* Text passage
----------------

We asked the receptionist what the building was. It was designed by Trevor Horne Architects. It is financed by Charles Asprey. There is a gallery on the ground floor. On the top floor there is a “project space”. In between there are two “residential floors”. The tiles on ground floor were identical to the tiles on the Barbican Podium, but newer. The walls were unfinished concrete inside, with pleasing concave curves.

Charles Asprey has many interests.

“CHARLES ASPREY is a publisher and arts patron. He runs an exhibition space in an award-winning building he commissioned on the Vauxhall Pleasure Gardens in London. He is co-editor of the arts quarterly PICPUS and Chair of the Grants Committee of the Henry Moore Foundation. “

He is also an initiator of the “London Fountain Co.” which aims to provide fresh drinking water in London “helping to provide the infrastructure needed to move away from plastic bottled water”. The quote about Charles Asprey, above, comes from the London Fountain Co. website.

----------------

* Material provided

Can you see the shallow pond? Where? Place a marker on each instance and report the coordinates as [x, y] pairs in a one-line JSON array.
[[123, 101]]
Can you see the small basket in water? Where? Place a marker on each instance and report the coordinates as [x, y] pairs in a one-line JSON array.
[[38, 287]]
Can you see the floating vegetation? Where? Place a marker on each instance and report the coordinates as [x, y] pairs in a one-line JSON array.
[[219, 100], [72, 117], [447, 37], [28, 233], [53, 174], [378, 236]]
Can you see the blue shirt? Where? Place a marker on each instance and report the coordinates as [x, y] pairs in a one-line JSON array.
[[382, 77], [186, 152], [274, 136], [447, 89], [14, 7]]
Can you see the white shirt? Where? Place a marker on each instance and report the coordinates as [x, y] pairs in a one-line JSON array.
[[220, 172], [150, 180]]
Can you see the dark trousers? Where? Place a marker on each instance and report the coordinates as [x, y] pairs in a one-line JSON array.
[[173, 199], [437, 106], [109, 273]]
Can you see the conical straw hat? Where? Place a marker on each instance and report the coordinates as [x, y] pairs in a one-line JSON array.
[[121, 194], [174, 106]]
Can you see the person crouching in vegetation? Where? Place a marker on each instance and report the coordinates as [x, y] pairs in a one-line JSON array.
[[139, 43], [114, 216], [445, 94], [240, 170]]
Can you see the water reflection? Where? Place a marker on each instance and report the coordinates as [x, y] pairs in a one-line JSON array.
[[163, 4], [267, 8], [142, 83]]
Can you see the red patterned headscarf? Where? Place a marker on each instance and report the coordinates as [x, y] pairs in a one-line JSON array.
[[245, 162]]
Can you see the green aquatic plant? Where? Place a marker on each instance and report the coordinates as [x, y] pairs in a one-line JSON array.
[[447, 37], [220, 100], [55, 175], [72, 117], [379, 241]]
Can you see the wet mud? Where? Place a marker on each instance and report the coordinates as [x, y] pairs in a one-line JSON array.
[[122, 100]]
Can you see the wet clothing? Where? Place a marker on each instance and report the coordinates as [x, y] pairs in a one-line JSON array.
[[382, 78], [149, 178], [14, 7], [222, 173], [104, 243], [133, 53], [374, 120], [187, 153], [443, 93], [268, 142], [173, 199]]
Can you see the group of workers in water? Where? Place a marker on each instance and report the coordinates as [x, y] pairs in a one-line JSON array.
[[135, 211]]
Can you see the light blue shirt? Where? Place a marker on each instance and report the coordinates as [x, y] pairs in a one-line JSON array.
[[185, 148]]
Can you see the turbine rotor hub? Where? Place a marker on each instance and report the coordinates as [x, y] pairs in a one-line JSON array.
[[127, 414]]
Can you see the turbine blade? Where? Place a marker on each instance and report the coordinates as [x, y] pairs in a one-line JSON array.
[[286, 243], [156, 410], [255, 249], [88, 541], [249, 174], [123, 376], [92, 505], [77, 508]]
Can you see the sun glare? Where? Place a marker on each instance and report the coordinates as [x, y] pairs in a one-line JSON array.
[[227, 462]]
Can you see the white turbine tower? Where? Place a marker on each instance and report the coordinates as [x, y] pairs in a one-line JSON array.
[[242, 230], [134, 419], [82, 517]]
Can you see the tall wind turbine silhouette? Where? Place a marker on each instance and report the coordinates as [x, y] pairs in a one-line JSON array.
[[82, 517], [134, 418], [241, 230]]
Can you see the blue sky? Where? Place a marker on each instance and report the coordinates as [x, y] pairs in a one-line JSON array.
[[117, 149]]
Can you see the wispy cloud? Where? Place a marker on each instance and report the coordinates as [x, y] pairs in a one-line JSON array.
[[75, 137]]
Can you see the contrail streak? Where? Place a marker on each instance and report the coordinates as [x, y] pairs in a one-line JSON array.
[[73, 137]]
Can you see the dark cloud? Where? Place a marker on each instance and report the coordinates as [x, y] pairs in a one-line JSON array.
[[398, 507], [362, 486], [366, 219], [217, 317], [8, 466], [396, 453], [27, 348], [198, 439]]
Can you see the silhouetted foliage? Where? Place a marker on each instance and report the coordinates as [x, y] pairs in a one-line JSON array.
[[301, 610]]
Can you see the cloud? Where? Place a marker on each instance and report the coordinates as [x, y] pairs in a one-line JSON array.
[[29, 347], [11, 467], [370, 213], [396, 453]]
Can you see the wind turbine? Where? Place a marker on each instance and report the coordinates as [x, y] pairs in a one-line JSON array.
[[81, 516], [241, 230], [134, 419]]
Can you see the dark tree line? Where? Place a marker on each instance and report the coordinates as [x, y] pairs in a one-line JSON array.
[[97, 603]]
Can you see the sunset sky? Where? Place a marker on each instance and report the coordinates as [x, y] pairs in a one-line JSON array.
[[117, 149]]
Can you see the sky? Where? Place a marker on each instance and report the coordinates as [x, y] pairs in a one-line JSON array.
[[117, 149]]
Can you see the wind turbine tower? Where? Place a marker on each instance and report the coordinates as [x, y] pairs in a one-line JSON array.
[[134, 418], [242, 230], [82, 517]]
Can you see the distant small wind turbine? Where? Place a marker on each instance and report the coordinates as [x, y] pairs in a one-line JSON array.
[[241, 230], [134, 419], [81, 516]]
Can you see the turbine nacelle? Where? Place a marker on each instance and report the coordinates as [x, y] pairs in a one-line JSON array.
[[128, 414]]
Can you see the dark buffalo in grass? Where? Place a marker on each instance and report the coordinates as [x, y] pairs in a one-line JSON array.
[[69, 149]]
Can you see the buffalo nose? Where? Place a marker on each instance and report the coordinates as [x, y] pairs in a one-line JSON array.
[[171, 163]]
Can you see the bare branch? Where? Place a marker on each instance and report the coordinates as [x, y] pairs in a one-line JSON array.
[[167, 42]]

----------------

* Tasks to carry out
A. Copy the listing word for word, starting with its first line and going on through the line that contains "[[139, 43], [114, 216], [445, 94], [240, 170]]".
B. Pick up the piece about the Vauxhall gallery building and Charles Asprey right after its last sentence and keep writing.
The listing has nothing to do with the text about the Vauxhall gallery building.

* Answers for the exercise
A.
Can you see the shallow pond? Where? Place a marker on each instance and report the coordinates as [x, y] pairs in a one-line JSON array.
[[123, 101]]
Can you see the small basket in water? Where? Place a marker on each instance and report the coordinates as [x, y] pairs in a one-line JSON array.
[[38, 287]]
Can you see the floating vegetation? Where? Place a marker on each instance and report the coordinates as [x, y] pairs in a one-line JSON array.
[[219, 100], [72, 117], [447, 37], [28, 233], [53, 174], [378, 236]]
Can you see the blue shirt? Where? Place a marker on each instance and report the coordinates as [x, y] pairs in a one-line JSON array.
[[382, 77], [186, 152], [274, 136], [447, 89], [14, 7]]
Can you see the white shirt? Where? Place a marker on each instance and report the coordinates as [x, y] pairs in a one-line JSON array.
[[220, 172], [150, 180]]
Can you see the dark trousers? Where? Place a marker on each instance and report the coordinates as [x, y] pairs in a one-line JSON array.
[[173, 199], [437, 106], [109, 273]]
Can you see the conical straw hat? Where? Place a marker on each instance and report the coordinates as [x, y] pairs in a one-line JSON array.
[[121, 194], [174, 106]]
Can you see the person crouching in vegetation? Where? Place a marker on each instance and report the coordinates as [x, y] pairs in a one-line JSON array.
[[139, 43], [114, 216], [445, 94], [240, 170]]

B.
The windows of the building have “A” shaped frames:

A for Asprey.

Off to the right of the picture is Vauxhall City Farm. The Christian cross you see to the left of Asprey’s building is on top of the “All Nations Apostalic Church” on Tyers Terrace. The neat house on the far left is 127 Tyers Street. It is now residential, a fine conversion of a row of shops.

In the far distance you see the tower blocks round Elephant and Castle.

Here is work in progress on the picture. It took about 1hr45min.

Then I walked along Tyers Street and towards Waterloo.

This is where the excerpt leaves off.